TASK TO COMPLETE → Could you return the passage below, about Syrian activists at Idomeni turning a spent tear gas canister into a microphone, word for word and in full?
[Opening SELECTED TEXT section]
It's an all too familiar scene broadcast by mainstream media covering desperate refugees at the Macedonian border - clouds of tear gas fill the air in an attempt by border police to get the protests under control.
But in the hands of a group of Syrian activists seeking to let refugees speak with their own voice, the spent tear gas canisters now take on an entirely new role.
“Journalists come here, they do interviews, they take photos of refugees and then they go back home and show what they want to show,” said Mustafa Alhamoud, who is among those camped out on the Greek side of the border in Idomeni.
At his feet lay the canister, crudely taped to a long stick– or, as he and the rest of the Refugees.tv crew prefer to call it, a microphone.
“What we plan to do is show people what refugees want people to see, and this time we get to decide, not journalists.”
[Closing SELECTED TEXT section]
[Opening EXCERPTED RECORDS section]
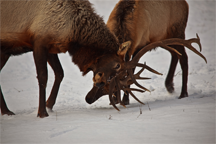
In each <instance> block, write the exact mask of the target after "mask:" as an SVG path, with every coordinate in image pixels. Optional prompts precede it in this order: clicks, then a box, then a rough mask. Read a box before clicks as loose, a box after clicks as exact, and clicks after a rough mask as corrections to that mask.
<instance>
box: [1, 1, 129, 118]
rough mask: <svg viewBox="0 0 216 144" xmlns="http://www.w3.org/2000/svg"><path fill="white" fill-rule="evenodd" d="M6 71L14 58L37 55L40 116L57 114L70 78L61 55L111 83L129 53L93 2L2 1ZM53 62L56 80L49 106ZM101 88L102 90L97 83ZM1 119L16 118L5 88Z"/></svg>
mask: <svg viewBox="0 0 216 144" xmlns="http://www.w3.org/2000/svg"><path fill="white" fill-rule="evenodd" d="M0 11H1V13H0V71H1V70H2V68H3V67H4V65H5V63H6V62H7V60H8V59H9V57H10V56H13V55H20V54H23V53H26V52H31V51H32V52H33V56H34V61H35V66H36V71H37V78H38V83H39V108H38V116H39V117H41V118H42V117H47V116H48V113H47V111H46V107H48V108H50V109H52V108H53V106H54V104H55V102H56V97H57V94H58V90H59V87H60V83H61V81H62V79H63V76H64V73H63V69H62V67H61V64H60V61H59V59H58V56H57V54H58V53H62V52H64V53H65V52H67V51H68V52H69V54H70V55H71V56H72V61H73V62H74V63H75V64H77V65H78V67H79V69H80V71H81V72H83V75H85V74H87V73H88V72H89V71H90V70H92V71H93V73H94V78H93V79H97V77H98V76H100V75H101V71H102V72H103V71H107V72H104V73H103V78H105V79H108V78H109V76H110V74H111V73H116V72H117V71H118V70H119V69H120V67H119V63H123V59H122V56H123V55H124V54H125V52H126V51H124V49H123V48H122V46H125V45H127V43H126V44H122V45H120V44H119V42H118V40H117V38H116V37H115V35H114V34H113V33H111V32H110V30H109V29H108V28H107V26H106V24H105V23H104V21H103V19H102V18H101V17H100V16H98V15H97V14H96V13H95V12H94V9H93V8H92V7H91V3H90V2H89V1H88V0H32V1H26V0H9V1H5V0H1V1H0ZM47 62H48V63H49V65H50V66H51V68H52V69H53V71H54V74H55V81H54V84H53V87H52V90H51V93H50V96H49V98H48V100H47V101H46V95H45V93H46V84H47ZM95 85H101V84H100V83H97V82H95ZM0 109H1V114H2V115H4V114H7V115H14V113H13V112H12V111H10V110H9V109H8V107H7V105H6V102H5V100H4V97H3V94H2V91H1V87H0Z"/></svg>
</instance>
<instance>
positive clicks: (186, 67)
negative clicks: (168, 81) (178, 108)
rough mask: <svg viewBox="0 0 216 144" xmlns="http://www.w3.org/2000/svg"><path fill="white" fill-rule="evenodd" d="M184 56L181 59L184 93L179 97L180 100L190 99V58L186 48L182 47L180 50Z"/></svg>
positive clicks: (182, 79)
mask: <svg viewBox="0 0 216 144" xmlns="http://www.w3.org/2000/svg"><path fill="white" fill-rule="evenodd" d="M179 51H180V52H181V54H182V56H181V57H180V65H181V69H182V73H183V74H182V91H181V95H180V96H179V99H181V98H185V97H188V92H187V82H188V56H187V54H186V52H185V48H184V47H183V46H182V47H181V49H180V50H179Z"/></svg>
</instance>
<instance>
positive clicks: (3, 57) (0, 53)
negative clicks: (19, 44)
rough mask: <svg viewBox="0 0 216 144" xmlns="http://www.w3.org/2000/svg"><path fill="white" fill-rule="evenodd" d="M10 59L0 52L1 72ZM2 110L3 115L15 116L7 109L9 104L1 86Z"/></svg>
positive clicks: (0, 65) (0, 91)
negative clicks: (6, 100)
mask: <svg viewBox="0 0 216 144" xmlns="http://www.w3.org/2000/svg"><path fill="white" fill-rule="evenodd" d="M8 59H9V56H7V55H4V54H2V53H1V52H0V72H1V70H2V68H3V67H4V65H5V63H6V62H7V60H8ZM0 109H1V114H2V115H4V114H7V115H15V114H14V113H13V112H12V111H10V110H9V109H8V107H7V104H6V102H5V100H4V96H3V93H2V90H1V85H0Z"/></svg>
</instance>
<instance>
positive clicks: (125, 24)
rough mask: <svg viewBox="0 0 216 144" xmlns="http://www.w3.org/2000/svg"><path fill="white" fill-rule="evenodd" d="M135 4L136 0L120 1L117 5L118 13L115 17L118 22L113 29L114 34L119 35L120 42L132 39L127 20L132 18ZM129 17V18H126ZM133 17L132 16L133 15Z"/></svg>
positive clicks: (131, 18)
mask: <svg viewBox="0 0 216 144" xmlns="http://www.w3.org/2000/svg"><path fill="white" fill-rule="evenodd" d="M134 6H135V0H124V1H120V2H119V3H118V5H117V6H116V8H115V9H116V13H115V15H114V18H115V20H116V22H117V24H116V25H115V26H116V27H115V28H114V29H113V30H114V31H113V32H114V34H115V35H116V36H117V38H118V40H119V43H123V42H125V41H129V40H131V38H130V36H131V34H130V31H129V30H128V28H127V25H126V21H128V19H129V18H130V17H129V16H131V14H132V12H133V10H134ZM126 18H127V20H126ZM131 19H132V17H131Z"/></svg>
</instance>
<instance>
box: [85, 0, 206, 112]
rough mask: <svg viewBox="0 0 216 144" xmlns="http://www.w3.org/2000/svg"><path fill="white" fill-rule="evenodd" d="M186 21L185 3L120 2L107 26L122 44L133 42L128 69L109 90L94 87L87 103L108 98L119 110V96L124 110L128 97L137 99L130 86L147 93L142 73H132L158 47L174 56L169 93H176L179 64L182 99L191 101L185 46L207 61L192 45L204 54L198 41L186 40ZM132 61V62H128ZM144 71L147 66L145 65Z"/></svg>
mask: <svg viewBox="0 0 216 144" xmlns="http://www.w3.org/2000/svg"><path fill="white" fill-rule="evenodd" d="M187 19H188V4H187V2H186V1H185V0H152V1H150V0H120V1H119V2H118V3H117V4H116V6H115V8H114V9H113V11H112V12H111V14H110V16H109V19H108V22H107V26H108V28H109V29H110V30H111V31H112V32H113V33H114V34H115V35H116V37H117V38H118V40H119V43H123V42H125V41H130V42H131V44H130V47H129V49H128V50H127V53H126V56H125V61H126V62H125V64H124V65H125V66H124V68H122V70H121V73H120V72H119V73H118V76H115V78H113V79H112V80H110V83H109V84H110V86H109V85H107V86H106V89H105V88H103V89H102V88H100V89H98V88H96V87H93V88H92V90H91V91H90V92H89V93H88V94H87V96H86V100H87V102H88V103H93V102H94V101H96V100H97V99H98V98H100V97H101V96H102V95H105V94H109V97H110V101H111V104H112V105H113V106H114V107H115V108H116V106H115V102H114V101H113V99H112V95H113V93H117V95H118V96H117V99H118V100H117V103H118V102H120V104H122V105H123V106H124V105H127V104H129V94H128V93H130V94H131V95H132V96H133V97H134V98H135V99H137V98H136V97H135V96H134V94H133V93H132V92H131V90H134V89H130V88H129V87H128V86H127V85H130V84H132V83H134V84H136V85H137V86H138V87H140V88H141V89H142V90H137V89H136V91H140V92H143V91H146V90H147V89H145V88H144V87H143V86H141V85H139V84H138V83H137V82H136V79H140V76H139V75H140V73H141V72H142V70H143V69H142V70H141V71H140V72H138V73H137V74H136V75H133V71H134V68H135V67H136V66H138V65H141V64H137V62H138V61H139V59H140V57H141V56H142V55H144V54H145V53H146V52H147V51H149V50H151V49H154V48H156V47H157V46H160V47H162V48H165V49H166V50H168V51H169V52H170V53H171V56H172V59H171V64H170V69H169V72H168V75H167V78H166V81H165V86H166V89H167V91H168V92H170V93H172V92H173V91H174V84H173V76H174V72H175V69H176V65H177V63H178V60H179V62H180V65H181V69H182V72H183V75H182V91H181V94H180V96H179V98H184V97H188V92H187V80H188V57H187V54H186V52H185V48H184V46H186V47H188V48H189V49H190V50H192V51H193V52H195V53H196V54H198V55H199V56H201V57H202V58H203V59H204V60H205V61H206V59H205V57H204V56H203V55H202V54H201V53H199V52H198V51H197V50H196V49H195V48H194V47H193V46H191V43H193V42H195V43H197V44H198V45H199V46H200V51H201V44H200V40H199V37H197V39H190V40H184V39H185V28H186V24H187ZM145 46H146V47H145ZM171 47H172V48H174V49H175V50H173V49H172V48H171ZM179 54H180V55H181V56H180V55H179ZM131 57H132V58H133V59H132V61H129V60H130V59H131ZM128 61H129V62H128ZM206 62H207V61H206ZM126 65H127V66H126ZM122 67H123V66H122ZM143 67H146V66H144V65H143ZM125 71H127V72H128V73H129V75H128V76H126V74H123V73H125ZM156 73H157V72H156ZM122 75H123V77H126V78H123V79H124V80H122ZM101 76H102V75H101ZM100 79H101V78H100ZM141 79H142V78H141ZM116 89H117V91H116ZM120 89H121V90H123V91H125V94H124V97H123V100H122V101H121V100H120V97H119V95H120ZM137 100H138V99H137ZM138 101H139V100H138ZM139 102H140V101H139ZM116 109H117V108H116Z"/></svg>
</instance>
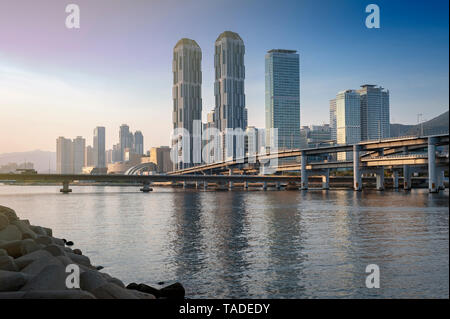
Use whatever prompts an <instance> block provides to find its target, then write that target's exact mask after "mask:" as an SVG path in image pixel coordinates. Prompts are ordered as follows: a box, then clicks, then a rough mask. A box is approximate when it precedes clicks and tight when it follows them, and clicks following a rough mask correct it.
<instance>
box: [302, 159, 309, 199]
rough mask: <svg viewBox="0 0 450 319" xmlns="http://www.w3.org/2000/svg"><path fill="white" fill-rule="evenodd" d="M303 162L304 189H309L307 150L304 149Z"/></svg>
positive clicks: (303, 186)
mask: <svg viewBox="0 0 450 319" xmlns="http://www.w3.org/2000/svg"><path fill="white" fill-rule="evenodd" d="M301 164H302V167H301V184H302V189H304V190H306V189H308V172H307V171H306V164H307V158H306V153H305V151H302V158H301Z"/></svg>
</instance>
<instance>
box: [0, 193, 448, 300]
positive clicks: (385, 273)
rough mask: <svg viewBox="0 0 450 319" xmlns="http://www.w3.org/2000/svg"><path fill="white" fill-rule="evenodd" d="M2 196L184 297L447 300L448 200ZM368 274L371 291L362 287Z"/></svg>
mask: <svg viewBox="0 0 450 319" xmlns="http://www.w3.org/2000/svg"><path fill="white" fill-rule="evenodd" d="M59 188H60V187H59V186H58V187H56V186H30V187H28V186H20V187H19V186H0V204H1V205H6V206H10V207H12V208H14V209H15V210H16V212H17V213H18V214H19V215H20V217H21V218H27V219H30V221H31V222H32V223H33V224H37V225H43V226H47V227H51V228H53V230H54V235H55V236H57V237H61V238H67V239H70V240H73V241H74V242H75V245H76V247H78V248H80V249H81V250H83V252H84V254H86V255H88V256H89V257H90V258H91V261H92V262H93V264H96V265H102V266H105V270H104V271H105V272H108V273H109V274H111V275H113V276H116V277H118V278H120V279H122V280H123V281H124V282H125V283H126V284H127V283H129V282H145V283H148V284H150V285H155V286H157V284H156V283H157V282H159V281H165V282H167V283H170V282H173V281H180V282H181V283H183V285H184V286H185V288H186V290H187V294H188V297H191V298H206V297H210V298H223V297H226V298H244V297H247V298H261V297H263V298H265V297H268V298H329V297H331V298H352V297H356V298H366V297H382V298H389V297H398V298H406V297H411V298H419V297H432V298H436V297H438V298H439V297H445V298H448V297H449V208H448V198H449V193H448V190H446V191H445V193H442V192H441V194H439V195H436V194H433V195H430V194H428V193H427V191H426V190H414V191H412V192H411V193H404V192H402V191H401V192H392V191H386V192H384V193H378V192H376V191H364V192H362V193H355V192H353V191H351V190H333V191H328V192H327V191H321V190H310V191H308V192H301V191H267V192H263V191H247V192H246V191H232V192H217V193H216V192H199V191H195V190H186V191H183V190H181V189H170V188H155V190H154V192H152V193H150V194H143V193H141V192H139V191H138V187H71V188H72V189H73V193H72V194H70V195H62V194H60V193H59ZM372 263H374V264H377V265H378V266H379V267H380V273H381V288H380V289H367V288H365V275H366V274H365V267H366V266H367V265H368V264H372Z"/></svg>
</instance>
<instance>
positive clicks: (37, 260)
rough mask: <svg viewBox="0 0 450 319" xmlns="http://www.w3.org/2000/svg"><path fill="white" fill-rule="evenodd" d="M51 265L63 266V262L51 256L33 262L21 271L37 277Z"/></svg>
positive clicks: (23, 268)
mask: <svg viewBox="0 0 450 319" xmlns="http://www.w3.org/2000/svg"><path fill="white" fill-rule="evenodd" d="M50 265H56V266H63V264H62V263H61V261H59V260H58V259H57V258H55V257H53V256H50V257H47V258H39V259H37V260H35V261H33V262H32V263H31V264H29V265H28V266H26V267H25V268H23V269H22V270H21V271H22V272H23V273H26V274H30V275H37V274H39V273H40V272H41V271H42V270H43V269H44V268H45V267H47V266H50Z"/></svg>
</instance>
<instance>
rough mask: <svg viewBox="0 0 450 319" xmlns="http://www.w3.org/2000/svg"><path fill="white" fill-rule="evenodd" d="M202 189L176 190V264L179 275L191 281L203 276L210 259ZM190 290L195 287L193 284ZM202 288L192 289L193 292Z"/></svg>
mask: <svg viewBox="0 0 450 319" xmlns="http://www.w3.org/2000/svg"><path fill="white" fill-rule="evenodd" d="M201 196H202V193H199V192H196V191H193V192H174V193H173V199H172V200H173V204H174V205H173V207H174V214H173V224H174V225H173V229H175V236H174V237H173V241H172V243H171V249H173V251H174V256H175V257H174V258H175V260H174V266H175V273H176V277H177V278H178V280H180V281H182V282H183V281H184V280H183V279H186V281H188V282H195V281H197V280H201V277H202V276H201V275H200V273H201V271H202V270H203V269H204V268H205V267H206V264H207V262H208V261H207V260H206V255H205V253H204V251H205V247H204V244H203V236H204V230H205V225H204V220H203V211H202V203H201ZM189 289H190V290H192V289H195V287H189ZM201 293H202V292H198V291H197V292H196V291H191V294H194V295H196V294H201Z"/></svg>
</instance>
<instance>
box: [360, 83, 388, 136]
mask: <svg viewBox="0 0 450 319" xmlns="http://www.w3.org/2000/svg"><path fill="white" fill-rule="evenodd" d="M358 93H359V94H360V95H361V140H363V141H365V140H374V139H381V138H387V137H390V135H391V134H390V133H391V130H390V126H391V125H390V124H391V123H390V119H389V117H390V116H389V91H387V90H384V89H383V88H382V87H376V86H375V85H371V84H365V85H361V89H360V90H358Z"/></svg>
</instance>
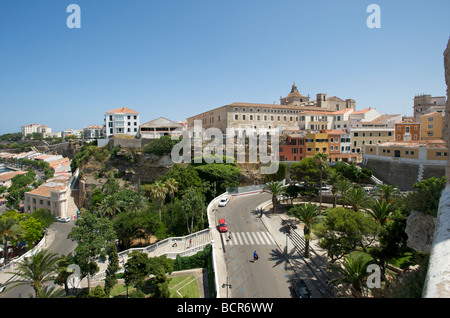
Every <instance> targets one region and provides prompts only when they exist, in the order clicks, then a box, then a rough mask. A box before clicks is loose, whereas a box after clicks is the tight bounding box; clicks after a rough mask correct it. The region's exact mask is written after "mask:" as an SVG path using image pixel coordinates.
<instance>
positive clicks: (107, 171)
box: [79, 149, 173, 207]
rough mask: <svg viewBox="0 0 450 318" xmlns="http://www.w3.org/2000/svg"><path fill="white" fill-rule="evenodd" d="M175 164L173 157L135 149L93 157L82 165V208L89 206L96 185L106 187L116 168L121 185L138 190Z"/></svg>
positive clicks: (80, 191)
mask: <svg viewBox="0 0 450 318" xmlns="http://www.w3.org/2000/svg"><path fill="white" fill-rule="evenodd" d="M172 166H173V162H172V160H171V159H170V157H169V156H163V157H158V156H154V155H149V154H145V153H143V152H142V151H137V150H134V149H121V150H119V151H118V152H117V153H116V154H114V155H110V156H108V157H107V158H105V159H104V160H93V159H91V160H89V161H88V162H87V163H85V164H80V167H79V168H80V178H79V179H80V194H79V202H80V207H86V206H85V202H86V201H87V200H88V199H89V198H90V196H91V193H92V191H93V190H94V189H95V188H98V187H100V188H101V187H103V185H104V184H105V183H106V180H107V179H106V175H107V173H108V172H109V171H112V172H114V173H115V175H116V180H117V182H118V183H119V184H120V186H121V187H124V188H129V189H135V190H137V189H138V188H139V185H140V184H141V183H151V182H154V181H155V180H156V179H157V178H158V177H159V176H160V175H163V174H165V173H166V172H167V170H169V169H170V168H171V167H172Z"/></svg>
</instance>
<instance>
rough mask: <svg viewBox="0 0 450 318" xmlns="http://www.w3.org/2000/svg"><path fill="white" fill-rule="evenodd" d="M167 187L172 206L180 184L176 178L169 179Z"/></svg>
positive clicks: (168, 180)
mask: <svg viewBox="0 0 450 318" xmlns="http://www.w3.org/2000/svg"><path fill="white" fill-rule="evenodd" d="M165 185H166V187H167V190H168V193H169V196H170V203H171V204H172V203H173V198H174V196H175V193H176V192H177V191H178V182H177V181H176V180H175V179H174V178H168V179H167V180H166V182H165Z"/></svg>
[Closing EXCERPTED RECORDS section]
PROBLEM SOLUTION →
It's an all too familiar scene broadcast by mainstream media covering desperate refugees at the Macedonian border - clouds of tear gas fill the air in an attempt by border police to get the protests under control.
But in the hands of a group of Syrian activists seeking to let refugees speak with their own voice, the spent tear gas canisters now take on an entirely new role.
“Journalists come here, they do interviews, they take photos of refugees and then they go back home and show what they want to show,” said Mustafa Alhamoud, who is among those camped out on the Greek side of the border in Idomeni.
At his feet lay the canister, crudely taped to a long stick– or, as he and the rest of the Refugees.tv crew prefer to call it, a microphone.
“What we plan to do is show people what refugees want people to see, and this time we get to decide, not journalists.”